*Your instructions:*
Convert every line of the items below into a JSON list of strings, with one string per line and blank lines omitted.

*Data in this exercise:*
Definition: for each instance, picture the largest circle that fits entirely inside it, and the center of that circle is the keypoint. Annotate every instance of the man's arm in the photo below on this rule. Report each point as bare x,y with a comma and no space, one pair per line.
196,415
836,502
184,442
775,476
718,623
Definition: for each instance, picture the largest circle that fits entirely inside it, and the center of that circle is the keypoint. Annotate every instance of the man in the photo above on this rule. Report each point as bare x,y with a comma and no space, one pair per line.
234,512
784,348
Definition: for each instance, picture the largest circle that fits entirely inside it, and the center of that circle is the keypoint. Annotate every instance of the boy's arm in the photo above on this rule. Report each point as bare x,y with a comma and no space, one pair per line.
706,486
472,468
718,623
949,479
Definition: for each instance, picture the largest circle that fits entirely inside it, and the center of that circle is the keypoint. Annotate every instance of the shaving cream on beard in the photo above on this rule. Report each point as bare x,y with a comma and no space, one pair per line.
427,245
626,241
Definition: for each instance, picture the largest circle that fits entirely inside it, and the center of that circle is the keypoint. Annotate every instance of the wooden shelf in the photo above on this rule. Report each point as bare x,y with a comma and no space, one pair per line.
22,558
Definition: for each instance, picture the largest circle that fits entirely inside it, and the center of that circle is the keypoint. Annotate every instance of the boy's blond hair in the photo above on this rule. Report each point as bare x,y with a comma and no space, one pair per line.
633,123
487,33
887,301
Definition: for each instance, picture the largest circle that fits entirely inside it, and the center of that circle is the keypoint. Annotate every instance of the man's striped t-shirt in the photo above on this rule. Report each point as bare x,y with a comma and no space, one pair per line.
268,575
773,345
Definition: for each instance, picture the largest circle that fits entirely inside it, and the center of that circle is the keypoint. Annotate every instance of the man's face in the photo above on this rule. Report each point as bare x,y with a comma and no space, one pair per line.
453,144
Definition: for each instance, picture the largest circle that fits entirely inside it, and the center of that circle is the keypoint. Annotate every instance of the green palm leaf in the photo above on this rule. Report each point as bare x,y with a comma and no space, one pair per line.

*Output for this task:*
[
  "Definition: for each instance, picture the largest circle that fits entirely inside it, and the center of that circle is the keypoint. Annotate every instance of the man's arm in the photo below on this rule. Report each point as bare x,y with a comma and no space, one pair per line.",
  "196,415",
  "836,502",
  "184,442",
  "775,476",
  "718,623",
  "Definition: for each instance, picture the largest circle that fits entirely inside it, and the center of that circle is the keypoint. Annotate every instance of the man in the photo above on this rule. Report each point as bare x,y with a comma and no space, one pair per line.",
  "234,512",
  "784,348",
  "Definition: for each instance, picture the largest circle that fits entirely inside it, and the center of that circle is the keypoint. Annotate every instance of the boy's arm in the photo above on this rule. Report each point as bare x,y with a comma and no space, one pair per line.",
  "706,486",
  "472,468",
  "718,623",
  "949,479",
  "Definition: for each instance, picture the largest circle that fits entirely inside it, and the center of that circle is the keypoint. Annotate every instance of the shaving cream on beard in the photo above on this rule. Report each point as bare x,y with a comma and no space, one pair per line.",
  "427,245",
  "626,241",
  "Definition: for each instance, picture the largest circle that fits entirely inside it, and the center of that circle is the keypoint. Annotate every instance of the wooden shelf in the photo above on this rule. Report each point as bare x,y with a comma and no space, one pair per line.",
  "22,558",
  "Definition: for each instance, picture the largest circle that fits entirely inside it, and the center of that circle is the keypoint. Annotate every instance of the boy's blond hair in the photo above on this rule. Report each point as bare x,y with a comma and no space, one pair per line.",
  "633,123",
  "487,33",
  "887,301",
  "Definition: for each instance, picture the largest circle that fits entirely inside it, and the center of that circle is the keypoint. Annotate every instance of the man's striped t-shirt in the photo above on this rule. Report each point as bare x,y with a comma and no space, one pair per line.",
  "268,575",
  "773,345",
  "Definition: for each instance, picture the largest circle that fits entirely inside it, and the center of that circle is the keypoint. Annotate every instance of the man's face in the photo above on this rule. Report each point as bare x,y with a comma and no space, one pair per line.",
  "453,144",
  "Definition: for each instance, picture the largest circle that fits entirely inside it, and the center of that circle is the keypoint. Annotate every instance of the green palm leaf in the photo above on this rule. Report each point as bare x,y with a comma and no space, one pair per line."
]